HOW TO COMPLETE THIS TASK:
At the line containing "Output one box", begin retyping, and stop after the last line of the data; add nothing.

DATA SECTION:

BEGIN

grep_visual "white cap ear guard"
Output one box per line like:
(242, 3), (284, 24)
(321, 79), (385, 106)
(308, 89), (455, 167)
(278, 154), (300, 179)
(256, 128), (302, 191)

END

WRITTEN ANSWER:
Output one box per line like:
(242, 3), (284, 24)
(321, 79), (385, 106)
(308, 89), (455, 167)
(278, 154), (300, 179)
(256, 128), (302, 191)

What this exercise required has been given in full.